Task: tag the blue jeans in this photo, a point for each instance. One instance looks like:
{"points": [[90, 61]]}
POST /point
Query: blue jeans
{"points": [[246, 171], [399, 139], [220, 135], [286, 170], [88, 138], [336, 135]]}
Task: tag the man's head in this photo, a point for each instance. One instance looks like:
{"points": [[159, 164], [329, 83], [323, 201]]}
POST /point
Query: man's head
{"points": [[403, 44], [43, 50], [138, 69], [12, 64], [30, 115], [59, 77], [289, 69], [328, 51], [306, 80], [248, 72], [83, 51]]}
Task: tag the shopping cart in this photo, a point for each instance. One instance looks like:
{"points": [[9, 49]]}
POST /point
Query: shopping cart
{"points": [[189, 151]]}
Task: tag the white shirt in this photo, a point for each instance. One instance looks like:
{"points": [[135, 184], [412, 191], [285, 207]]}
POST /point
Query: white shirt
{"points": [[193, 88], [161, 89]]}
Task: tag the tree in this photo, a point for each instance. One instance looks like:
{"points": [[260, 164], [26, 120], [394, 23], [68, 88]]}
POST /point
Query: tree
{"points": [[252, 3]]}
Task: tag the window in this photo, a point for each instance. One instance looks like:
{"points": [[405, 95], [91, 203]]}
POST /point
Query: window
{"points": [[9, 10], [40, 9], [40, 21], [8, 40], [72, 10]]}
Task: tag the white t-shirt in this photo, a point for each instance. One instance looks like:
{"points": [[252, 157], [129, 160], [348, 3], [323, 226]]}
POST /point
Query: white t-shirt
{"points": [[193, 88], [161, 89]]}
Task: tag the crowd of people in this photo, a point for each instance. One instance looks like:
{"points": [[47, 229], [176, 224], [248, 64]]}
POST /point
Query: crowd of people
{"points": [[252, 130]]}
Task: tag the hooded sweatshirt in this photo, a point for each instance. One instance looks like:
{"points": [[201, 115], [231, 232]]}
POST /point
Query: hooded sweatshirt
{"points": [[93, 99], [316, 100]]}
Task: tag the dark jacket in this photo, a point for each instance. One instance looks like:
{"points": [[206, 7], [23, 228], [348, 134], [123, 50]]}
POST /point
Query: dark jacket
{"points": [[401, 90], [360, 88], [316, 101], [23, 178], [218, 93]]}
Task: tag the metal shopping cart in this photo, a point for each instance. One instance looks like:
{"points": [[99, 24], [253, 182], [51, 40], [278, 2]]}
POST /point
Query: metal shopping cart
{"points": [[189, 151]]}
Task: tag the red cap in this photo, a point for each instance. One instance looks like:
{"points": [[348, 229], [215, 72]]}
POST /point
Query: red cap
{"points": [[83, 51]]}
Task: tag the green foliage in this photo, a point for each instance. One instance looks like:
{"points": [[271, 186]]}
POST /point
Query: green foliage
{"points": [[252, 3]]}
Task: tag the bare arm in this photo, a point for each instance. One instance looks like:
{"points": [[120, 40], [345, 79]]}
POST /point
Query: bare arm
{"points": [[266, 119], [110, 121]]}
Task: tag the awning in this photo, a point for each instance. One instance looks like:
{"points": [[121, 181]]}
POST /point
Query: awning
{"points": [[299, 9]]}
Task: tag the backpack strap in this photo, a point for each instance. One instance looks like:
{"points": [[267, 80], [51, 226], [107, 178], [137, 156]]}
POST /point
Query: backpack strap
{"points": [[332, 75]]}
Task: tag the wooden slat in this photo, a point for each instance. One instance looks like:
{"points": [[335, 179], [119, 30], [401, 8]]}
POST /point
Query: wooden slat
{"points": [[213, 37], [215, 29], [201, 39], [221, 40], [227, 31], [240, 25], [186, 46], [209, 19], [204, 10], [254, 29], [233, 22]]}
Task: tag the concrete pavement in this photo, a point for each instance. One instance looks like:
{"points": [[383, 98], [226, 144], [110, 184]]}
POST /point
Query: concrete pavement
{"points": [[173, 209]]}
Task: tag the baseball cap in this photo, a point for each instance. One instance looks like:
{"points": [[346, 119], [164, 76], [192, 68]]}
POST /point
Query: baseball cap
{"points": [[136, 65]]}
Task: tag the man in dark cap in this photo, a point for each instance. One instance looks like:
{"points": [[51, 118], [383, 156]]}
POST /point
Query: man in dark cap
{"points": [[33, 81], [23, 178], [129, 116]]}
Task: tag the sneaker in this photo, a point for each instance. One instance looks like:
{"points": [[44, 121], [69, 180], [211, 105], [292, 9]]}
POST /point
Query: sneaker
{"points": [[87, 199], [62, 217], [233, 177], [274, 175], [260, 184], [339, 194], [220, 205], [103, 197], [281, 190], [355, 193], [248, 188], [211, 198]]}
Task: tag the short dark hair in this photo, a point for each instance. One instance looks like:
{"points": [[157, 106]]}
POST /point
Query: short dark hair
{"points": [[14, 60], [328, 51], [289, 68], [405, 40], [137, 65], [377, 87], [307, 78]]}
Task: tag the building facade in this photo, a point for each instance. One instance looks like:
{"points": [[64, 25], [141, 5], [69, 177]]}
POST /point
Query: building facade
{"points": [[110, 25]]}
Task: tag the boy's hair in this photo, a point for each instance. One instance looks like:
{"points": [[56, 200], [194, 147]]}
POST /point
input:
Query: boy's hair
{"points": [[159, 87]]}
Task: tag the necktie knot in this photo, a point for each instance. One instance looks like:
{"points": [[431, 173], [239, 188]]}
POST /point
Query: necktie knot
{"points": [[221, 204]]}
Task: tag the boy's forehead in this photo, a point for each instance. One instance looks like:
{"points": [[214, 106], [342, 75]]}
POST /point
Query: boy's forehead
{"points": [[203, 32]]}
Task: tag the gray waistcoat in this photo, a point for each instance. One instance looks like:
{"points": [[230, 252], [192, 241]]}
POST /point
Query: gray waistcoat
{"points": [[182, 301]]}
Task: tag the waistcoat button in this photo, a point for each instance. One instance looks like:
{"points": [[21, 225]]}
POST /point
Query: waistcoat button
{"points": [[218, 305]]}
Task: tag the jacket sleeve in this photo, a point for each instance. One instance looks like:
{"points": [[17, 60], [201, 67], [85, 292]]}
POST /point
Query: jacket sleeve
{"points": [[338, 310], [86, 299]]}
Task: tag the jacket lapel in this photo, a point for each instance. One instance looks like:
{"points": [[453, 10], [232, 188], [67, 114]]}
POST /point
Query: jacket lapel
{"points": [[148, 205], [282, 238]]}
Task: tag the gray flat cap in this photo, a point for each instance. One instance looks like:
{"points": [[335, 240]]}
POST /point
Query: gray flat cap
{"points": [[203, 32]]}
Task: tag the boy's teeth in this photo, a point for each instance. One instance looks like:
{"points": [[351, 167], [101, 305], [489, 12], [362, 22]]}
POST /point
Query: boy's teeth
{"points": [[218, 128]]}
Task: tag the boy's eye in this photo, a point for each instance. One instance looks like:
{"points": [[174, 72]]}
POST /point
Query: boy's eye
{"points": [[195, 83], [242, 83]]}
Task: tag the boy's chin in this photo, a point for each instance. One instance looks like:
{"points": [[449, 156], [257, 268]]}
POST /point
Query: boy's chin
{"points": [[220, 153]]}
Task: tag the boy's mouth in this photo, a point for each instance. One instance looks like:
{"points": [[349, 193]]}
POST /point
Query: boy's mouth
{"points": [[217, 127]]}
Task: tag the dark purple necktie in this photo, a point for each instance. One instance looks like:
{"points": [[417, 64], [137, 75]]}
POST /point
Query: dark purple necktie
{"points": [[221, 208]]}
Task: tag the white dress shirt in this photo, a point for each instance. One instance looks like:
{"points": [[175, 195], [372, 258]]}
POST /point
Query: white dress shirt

━━━

__따를 지시사항__. "Task: tag the boy's teeth"이 들어 있는 줄부터 목록의 마지막 줄까지 한 글자도 바꾸지 말고 다시 적으세요.

__연습 문제 정답__.
Task: tag the boy's teeth in this photo, a point for each instance. One instance looks like:
{"points": [[351, 167], [101, 305], [489, 12], [362, 22]]}
POST /point
Query: boy's teeth
{"points": [[218, 128]]}
Task: tag the boy's eye in this photo, a point for each instance. One instance looks like:
{"points": [[174, 72]]}
POST /point
Query: boy's eye
{"points": [[195, 83], [242, 83]]}
Task: tag the boy's chin in this photo, a point for each instance. One instance looks like:
{"points": [[449, 156], [257, 268]]}
POST /point
Query: boy's chin
{"points": [[220, 153]]}
Task: tag the boy's mouth in this photo, a point for each instance. One instance looks like:
{"points": [[349, 193]]}
POST /point
Query: boy's mouth
{"points": [[217, 127]]}
Task: tag the dark purple necktie in this photo, a point for each instance. One instance looks like:
{"points": [[417, 64], [137, 75]]}
POST /point
Query: dark purple necktie
{"points": [[221, 208]]}
Task: tag the white dress shirt in this photo, a point for each instance. One instance looks like:
{"points": [[175, 195], [372, 258]]}
POST /point
Query: white dress shirt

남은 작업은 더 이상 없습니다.